── TEXT EXTRACT ──

# Lease 622 for $299 + Sell 921 on ebay = FREE 622



## lionsrule (Nov 25, 2003)

Why aren't more people discussing this option? I've watched auctions on ebay over the last few days and the 921's are consistantly going for near $300.

Why not sell on ebay and then order the 622, making it essentially fee?


I know it's what I'm going to do!


Also, does anyone know if dish will "throw in" a dp44 switch to replace a dp34 switch? I ask only because IF I decide to get a 622 I basically HAVE to have a dp44 so I can use the spitter to the two tuners on the 622. (my basement is drywalled and there is NO WAY to fish another line)


----------



## zer0cool (Nov 24, 2004)

That's my plan at this point. Once the 622 is up and running smoothly, the 921 will go to Ebay. (Unless I decide to give it to my parents, who have no DVR).


----------



## dave1234 (Oct 9, 2005)

lionsrule said:


> Why aren't more people discussing this option? I've watched auctions on ebay over the last few days and the 921's are consistantly going for near $300.
> 
> Why not sell on ebay and then order the 622, making it essentially fee?
> 
> ...


A couple of points. When you pay $299 for the 622 that's a lease fee, you won't own it like you do the 921. Plus there will be a monthly lease fee.

Second Dish has said they won't activate new HD subsriptions on 921's or 942's. Whether they stick to that decision remains to be seen. If new HD subsrciptions aren't allowed the 921,942 essentially turns into a SD receiver/recorder, making it worth far less.

Finally Dish won't throw in a dp44 switch, but they will install a Dish 1000 that will allow you to use only 1 run of coax to the diplexer which provides for the two inputs of the 622


----------



## harsh (Jun 15, 2003)

lionsrule said:


> Also, does anyone know if dish will "throw in" a dp44 switch to replace a dp34 switch? I ask only because IF I decide to get a 622 I basically HAVE to have a dp44 so I can use the spitter to the two tuners on the 622. (my basement is drywalled and there is NO WAY to fish another line)


The Dish1000 comes with a DPP LNB setup, so you don't need the DPP44 to do dual tuners with a splitter. You would only need a DPP44 if you have more than two receivers (or maybe if you have a 721). I gave some thought to activating a third receiver just to get the DPP44.

───

* [OBJECTIVE A]: Count the lines in the listing below that contain the string "building", and reply with the number alone.

── DATA LINES ──

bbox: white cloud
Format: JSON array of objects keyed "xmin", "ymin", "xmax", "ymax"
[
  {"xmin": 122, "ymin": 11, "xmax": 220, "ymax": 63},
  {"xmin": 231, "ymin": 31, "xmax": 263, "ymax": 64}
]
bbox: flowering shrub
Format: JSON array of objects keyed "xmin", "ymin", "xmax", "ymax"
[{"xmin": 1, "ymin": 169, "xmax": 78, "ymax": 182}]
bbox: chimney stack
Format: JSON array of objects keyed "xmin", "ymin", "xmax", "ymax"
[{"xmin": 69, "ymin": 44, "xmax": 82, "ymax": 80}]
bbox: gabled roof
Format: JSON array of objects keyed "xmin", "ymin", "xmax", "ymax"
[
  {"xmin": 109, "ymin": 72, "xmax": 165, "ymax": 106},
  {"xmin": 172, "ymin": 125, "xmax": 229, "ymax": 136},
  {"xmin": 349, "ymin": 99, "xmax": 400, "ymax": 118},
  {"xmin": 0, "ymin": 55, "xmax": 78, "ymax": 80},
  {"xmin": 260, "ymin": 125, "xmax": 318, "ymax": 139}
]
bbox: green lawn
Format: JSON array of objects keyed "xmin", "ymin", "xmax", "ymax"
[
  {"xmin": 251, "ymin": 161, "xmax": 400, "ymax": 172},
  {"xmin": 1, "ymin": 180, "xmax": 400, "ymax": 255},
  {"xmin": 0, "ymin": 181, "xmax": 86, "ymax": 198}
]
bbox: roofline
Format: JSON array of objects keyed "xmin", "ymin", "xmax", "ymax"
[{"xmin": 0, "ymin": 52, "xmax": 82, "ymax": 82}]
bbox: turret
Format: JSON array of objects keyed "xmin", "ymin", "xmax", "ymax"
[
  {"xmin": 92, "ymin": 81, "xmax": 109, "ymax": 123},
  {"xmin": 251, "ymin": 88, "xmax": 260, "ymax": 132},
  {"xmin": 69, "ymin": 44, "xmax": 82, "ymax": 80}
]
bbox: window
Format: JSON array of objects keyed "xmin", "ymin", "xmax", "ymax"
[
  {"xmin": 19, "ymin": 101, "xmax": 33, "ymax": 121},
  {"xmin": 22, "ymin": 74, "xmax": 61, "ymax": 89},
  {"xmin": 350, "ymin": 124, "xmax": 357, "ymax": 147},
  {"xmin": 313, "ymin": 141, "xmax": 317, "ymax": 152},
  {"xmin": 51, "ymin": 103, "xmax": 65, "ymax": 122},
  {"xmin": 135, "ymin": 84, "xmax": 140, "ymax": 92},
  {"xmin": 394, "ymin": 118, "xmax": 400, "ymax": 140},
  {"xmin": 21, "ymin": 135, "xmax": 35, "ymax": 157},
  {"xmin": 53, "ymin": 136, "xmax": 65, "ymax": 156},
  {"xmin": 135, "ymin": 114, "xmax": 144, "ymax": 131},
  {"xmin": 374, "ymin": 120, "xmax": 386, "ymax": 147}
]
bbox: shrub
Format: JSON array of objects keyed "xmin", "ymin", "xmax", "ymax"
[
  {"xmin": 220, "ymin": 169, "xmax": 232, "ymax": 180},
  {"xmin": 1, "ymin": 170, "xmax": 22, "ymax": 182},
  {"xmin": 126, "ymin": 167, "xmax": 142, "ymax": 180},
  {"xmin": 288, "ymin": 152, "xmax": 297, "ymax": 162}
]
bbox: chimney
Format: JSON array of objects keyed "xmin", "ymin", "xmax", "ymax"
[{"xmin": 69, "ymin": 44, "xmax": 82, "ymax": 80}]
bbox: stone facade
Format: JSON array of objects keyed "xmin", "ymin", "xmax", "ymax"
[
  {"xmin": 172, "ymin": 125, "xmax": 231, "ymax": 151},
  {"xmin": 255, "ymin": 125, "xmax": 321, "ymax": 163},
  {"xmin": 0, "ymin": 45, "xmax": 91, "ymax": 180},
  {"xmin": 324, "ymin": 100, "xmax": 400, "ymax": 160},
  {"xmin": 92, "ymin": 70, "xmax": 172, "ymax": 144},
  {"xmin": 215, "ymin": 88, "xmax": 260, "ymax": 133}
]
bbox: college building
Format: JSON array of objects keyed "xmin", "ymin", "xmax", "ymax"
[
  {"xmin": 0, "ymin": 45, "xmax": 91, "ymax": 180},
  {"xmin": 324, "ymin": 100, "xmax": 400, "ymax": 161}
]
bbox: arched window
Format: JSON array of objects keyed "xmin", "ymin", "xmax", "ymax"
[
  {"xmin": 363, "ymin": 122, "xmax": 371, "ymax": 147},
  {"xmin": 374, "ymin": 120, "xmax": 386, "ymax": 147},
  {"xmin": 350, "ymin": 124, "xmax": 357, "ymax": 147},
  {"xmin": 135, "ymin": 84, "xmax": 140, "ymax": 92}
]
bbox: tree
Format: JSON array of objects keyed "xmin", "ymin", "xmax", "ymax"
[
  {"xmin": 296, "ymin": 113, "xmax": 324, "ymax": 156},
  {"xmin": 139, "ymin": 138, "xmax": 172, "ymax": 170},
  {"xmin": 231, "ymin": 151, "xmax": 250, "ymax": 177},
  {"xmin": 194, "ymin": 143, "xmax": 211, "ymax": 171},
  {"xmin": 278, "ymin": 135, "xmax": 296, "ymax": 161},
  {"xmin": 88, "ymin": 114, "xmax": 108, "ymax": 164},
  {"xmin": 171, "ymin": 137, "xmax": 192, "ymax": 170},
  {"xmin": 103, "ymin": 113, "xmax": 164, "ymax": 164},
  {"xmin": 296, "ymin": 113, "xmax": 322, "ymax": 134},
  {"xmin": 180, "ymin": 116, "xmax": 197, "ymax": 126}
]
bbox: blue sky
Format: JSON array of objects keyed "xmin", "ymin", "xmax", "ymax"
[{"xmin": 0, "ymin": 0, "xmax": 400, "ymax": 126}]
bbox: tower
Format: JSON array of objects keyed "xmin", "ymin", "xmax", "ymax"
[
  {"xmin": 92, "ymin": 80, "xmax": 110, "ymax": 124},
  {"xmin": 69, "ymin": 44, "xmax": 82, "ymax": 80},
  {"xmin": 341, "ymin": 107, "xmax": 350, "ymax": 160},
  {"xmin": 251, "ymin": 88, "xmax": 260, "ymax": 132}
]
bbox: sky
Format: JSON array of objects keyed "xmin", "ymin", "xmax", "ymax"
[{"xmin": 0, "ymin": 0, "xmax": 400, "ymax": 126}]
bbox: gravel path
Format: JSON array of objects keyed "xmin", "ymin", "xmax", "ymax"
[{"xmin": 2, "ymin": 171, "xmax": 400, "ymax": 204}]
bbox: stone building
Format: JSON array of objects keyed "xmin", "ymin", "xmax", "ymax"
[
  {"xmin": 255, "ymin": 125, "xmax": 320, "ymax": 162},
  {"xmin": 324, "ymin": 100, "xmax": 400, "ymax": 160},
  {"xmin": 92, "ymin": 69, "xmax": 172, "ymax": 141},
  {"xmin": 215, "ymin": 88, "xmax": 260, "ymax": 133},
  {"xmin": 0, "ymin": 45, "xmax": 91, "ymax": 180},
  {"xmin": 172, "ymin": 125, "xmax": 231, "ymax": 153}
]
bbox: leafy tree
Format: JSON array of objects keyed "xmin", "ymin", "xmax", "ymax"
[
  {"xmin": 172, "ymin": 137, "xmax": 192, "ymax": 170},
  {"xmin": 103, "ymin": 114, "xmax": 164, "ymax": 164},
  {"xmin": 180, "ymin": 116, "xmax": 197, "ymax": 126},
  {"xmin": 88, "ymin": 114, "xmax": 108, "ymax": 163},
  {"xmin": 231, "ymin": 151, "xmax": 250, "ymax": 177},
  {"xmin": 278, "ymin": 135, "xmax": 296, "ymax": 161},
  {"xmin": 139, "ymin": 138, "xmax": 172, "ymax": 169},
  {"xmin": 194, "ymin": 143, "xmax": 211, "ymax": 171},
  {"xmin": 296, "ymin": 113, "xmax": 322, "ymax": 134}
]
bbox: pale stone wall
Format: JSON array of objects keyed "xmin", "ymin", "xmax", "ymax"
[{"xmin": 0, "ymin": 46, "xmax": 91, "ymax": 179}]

───

* [OBJECTIVE B]: According to the forum thread, why might a 921 end up worth far less?

* [COMPLETE OUTPUT A]: 2

* [COMPLETE OUTPUT B]: Dish has said it won't activate new HD subscriptions on 921s or 942s. Without new HD subscriptions, the 921 essentially becomes an SD receiver/recorder, which makes it worth far less.